Write out the records below once more, exactly and completely.

*** Opening Records for this task ***

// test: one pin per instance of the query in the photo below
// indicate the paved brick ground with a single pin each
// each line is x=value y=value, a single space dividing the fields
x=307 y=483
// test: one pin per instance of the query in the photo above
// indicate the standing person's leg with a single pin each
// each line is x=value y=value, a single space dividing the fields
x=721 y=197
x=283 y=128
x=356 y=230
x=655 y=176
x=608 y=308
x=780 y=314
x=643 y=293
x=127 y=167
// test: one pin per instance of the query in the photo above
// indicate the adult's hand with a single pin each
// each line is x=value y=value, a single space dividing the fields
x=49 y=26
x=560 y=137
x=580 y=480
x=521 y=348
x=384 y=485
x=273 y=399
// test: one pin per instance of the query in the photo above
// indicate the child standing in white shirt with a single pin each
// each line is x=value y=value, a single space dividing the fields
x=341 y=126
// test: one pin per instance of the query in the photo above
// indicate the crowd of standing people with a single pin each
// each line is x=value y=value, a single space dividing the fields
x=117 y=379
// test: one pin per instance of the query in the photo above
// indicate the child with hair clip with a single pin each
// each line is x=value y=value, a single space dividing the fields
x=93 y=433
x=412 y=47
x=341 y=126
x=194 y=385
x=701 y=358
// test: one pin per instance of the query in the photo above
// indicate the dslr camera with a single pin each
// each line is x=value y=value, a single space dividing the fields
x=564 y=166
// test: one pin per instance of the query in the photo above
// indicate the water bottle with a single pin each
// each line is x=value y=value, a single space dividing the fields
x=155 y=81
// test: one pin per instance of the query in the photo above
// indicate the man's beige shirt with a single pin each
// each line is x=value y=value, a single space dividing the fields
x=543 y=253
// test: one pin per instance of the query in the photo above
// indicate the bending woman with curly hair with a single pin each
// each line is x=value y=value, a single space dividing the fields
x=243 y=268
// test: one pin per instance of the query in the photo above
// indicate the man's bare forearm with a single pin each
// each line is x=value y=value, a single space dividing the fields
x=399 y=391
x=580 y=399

*** Closing Records for this task ***

→ Answer to this problem:
// test: one pin per instance of the query in the photo below
// indicate the paved brick ground with a single pin each
// each line is x=value y=value, a single space dividing the fields
x=307 y=483
// test: one pin per instance of the query in the photo above
// indicate the standing person's leg with a single pin each
// each line is x=value y=value, a single space dividing the fields
x=721 y=197
x=283 y=128
x=356 y=230
x=655 y=176
x=608 y=308
x=780 y=314
x=643 y=293
x=127 y=167
// test: one pin per instance of the query in the photo above
// indicate the adult's hand with a single pin each
// each line is x=value y=value, a single space dividing the fields
x=49 y=26
x=560 y=137
x=580 y=480
x=521 y=348
x=384 y=485
x=273 y=399
// test: one pin per instance of the query in the photo above
// indicate the child standing in white shirt with a single pin each
// each line is x=value y=value, a single space dividing the fields
x=341 y=126
// test: one pin per instance of the query in the photo above
// indicate the crowd of standing people with a single pin each
// each line is x=value y=value, a single space dividing the fields
x=117 y=379
// test: one pin per instance of the query in the photo above
// indicate the child with hair clip with a single pin each
// each line is x=value y=value, a single space dividing the fields
x=93 y=433
x=412 y=47
x=341 y=126
x=194 y=385
x=701 y=358
// test: one pin per instance of the query in the photo above
// indicate the dslr camera with a single pin each
// each line is x=value y=value, a single space dividing the fields
x=564 y=166
// test: one pin per instance of the query in the photo above
// indicate the water bottle with a single pin each
// each line is x=value y=value, a single space dividing the fields
x=155 y=81
// test: one pin per instance of the query in the photo above
// indicate the man's beige shirt with a single pin each
// each line is x=value y=value, a single space dividing the fields
x=543 y=253
// test: one pin per instance of the query in the photo above
// indicate the bending woman with curly hair with a single pin each
// each line is x=value y=value, a single space dividing the fields
x=243 y=268
// test: one pin per instance of the query in the photo above
// indicate the man's bare forearm with a single pin each
// each line is x=value y=value, a single space dividing the fields
x=399 y=391
x=580 y=399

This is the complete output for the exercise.